*Text section*:

______

- Author(s): Gawain Poet (anonymous)
- Language: Middle English, North West Midlands dialect
- Date: late 14th century
- Provenance: Henry Savile, Yorkshire
- Series: together with Sir Gawain and the Green Knight, Pearl (poem) and Cleanness
- Manuscript(s): Cotton Nero A.x.
- First printed edition: 1864 Richard Morris
- Genre: Poem, didactic, homiletic and alliterative verse
- Verse form: Alliterative Revival
- Length: 530 lines
- Subject: Virtues of patience

= Patience (poem) =

Middle English alliterative poem

Patience (Middle English: Pacience) is a Middle English alliterative poem written in the late 14th century. Its unknown author, designated the "Pearl Poet" or "Gawain Poet", also appears, on the basis of dialect and stylistic evidence, to be the author of Sir Gawain and the Green Knight, Pearl, and Cleanness (all ca. 1360–1395) and may have composed St. Erkenwald. This is thought to be true because the techniques and vocabulary of regional dialect of the unknown author is that of Northwest Midlands, located between Shropshire and Lancashire.

______

*Problem details*:
Can you give again the part of the Patience entry that opens with the words containing "- First printed" and closes with "Shropshire and Lancashire.", swapping "Shropshire" for "Staffordshire"? The rows that come next are separate material, apart from the Patience entry.

______

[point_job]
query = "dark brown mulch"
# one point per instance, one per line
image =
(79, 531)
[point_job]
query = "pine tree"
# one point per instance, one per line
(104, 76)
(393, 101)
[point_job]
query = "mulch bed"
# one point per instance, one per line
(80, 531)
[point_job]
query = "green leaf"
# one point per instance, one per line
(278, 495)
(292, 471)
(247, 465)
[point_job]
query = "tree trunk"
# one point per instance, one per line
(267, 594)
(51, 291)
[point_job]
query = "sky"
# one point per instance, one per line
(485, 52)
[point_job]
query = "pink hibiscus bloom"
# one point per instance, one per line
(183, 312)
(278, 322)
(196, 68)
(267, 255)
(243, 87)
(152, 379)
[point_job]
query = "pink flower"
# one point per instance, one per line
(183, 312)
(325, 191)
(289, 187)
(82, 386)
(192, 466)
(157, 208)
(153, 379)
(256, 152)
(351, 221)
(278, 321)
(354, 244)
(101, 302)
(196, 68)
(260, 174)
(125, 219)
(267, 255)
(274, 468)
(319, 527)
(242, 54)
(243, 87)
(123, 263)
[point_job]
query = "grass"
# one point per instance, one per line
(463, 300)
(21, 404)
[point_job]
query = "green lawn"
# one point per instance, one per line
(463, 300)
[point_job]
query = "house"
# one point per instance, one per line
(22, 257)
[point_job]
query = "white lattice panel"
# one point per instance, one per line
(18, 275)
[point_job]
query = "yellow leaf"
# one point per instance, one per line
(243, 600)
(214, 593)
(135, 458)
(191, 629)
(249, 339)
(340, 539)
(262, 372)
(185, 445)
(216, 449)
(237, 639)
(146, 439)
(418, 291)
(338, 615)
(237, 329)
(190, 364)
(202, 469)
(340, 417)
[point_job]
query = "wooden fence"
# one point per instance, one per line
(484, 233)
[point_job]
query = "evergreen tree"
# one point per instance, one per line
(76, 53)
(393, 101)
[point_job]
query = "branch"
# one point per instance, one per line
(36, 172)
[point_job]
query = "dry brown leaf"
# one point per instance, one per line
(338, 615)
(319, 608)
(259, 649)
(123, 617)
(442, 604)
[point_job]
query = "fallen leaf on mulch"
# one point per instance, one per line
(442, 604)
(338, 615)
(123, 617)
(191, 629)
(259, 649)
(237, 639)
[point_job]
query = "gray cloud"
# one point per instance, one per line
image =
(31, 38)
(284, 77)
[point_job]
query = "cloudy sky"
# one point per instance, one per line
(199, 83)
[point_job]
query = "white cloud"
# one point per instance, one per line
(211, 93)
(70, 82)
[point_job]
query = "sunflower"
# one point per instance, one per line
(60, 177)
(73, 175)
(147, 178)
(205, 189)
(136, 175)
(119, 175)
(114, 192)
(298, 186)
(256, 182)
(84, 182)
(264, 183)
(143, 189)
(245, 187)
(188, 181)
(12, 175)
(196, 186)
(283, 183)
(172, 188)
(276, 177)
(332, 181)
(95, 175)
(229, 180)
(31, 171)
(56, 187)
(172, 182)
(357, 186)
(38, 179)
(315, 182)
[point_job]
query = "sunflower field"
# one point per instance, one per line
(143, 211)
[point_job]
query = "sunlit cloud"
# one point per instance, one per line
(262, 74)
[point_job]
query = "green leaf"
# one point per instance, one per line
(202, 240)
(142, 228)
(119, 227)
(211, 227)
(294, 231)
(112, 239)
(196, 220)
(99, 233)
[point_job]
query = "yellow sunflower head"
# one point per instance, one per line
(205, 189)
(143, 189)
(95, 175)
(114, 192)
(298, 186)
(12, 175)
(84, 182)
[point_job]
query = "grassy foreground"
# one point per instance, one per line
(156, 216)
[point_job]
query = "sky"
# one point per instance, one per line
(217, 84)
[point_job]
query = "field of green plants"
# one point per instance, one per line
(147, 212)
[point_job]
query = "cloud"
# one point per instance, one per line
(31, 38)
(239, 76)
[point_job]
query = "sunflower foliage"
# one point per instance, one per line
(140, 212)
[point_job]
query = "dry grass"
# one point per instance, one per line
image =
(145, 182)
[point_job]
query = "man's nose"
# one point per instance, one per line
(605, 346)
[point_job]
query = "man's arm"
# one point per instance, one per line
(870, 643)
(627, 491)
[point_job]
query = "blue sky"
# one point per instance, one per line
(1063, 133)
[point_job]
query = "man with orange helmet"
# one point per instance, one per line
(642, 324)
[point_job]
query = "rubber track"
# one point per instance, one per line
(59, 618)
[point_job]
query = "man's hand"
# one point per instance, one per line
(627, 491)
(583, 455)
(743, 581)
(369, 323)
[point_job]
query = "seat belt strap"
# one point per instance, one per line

______

*Response to this exercise*:
- First printed edition: 1864 Richard Morris
- Genre: Poem, didactic, homiletic and alliterative verse
- Verse form: Alliterative Revival
- Length: 530 lines
- Subject: Virtues of patience

= Patience (poem) =

Middle English alliterative poem

Patience (Middle English: Pacience) is a Middle English alliterative poem written in the late 14th century. Its unknown author, designated the "Pearl Poet" or "Gawain Poet", also appears, on the basis of dialect and stylistic evidence, to be the author of Sir Gawain and the Green Knight, Pearl, and Cleanness (all ca. 1360–1395) and may have composed St. Erkenwald. This is thought to be true because the techniques and vocabulary of regional dialect of the unknown author is that of Northwest Midlands, located between Staffordshire and Lancashire.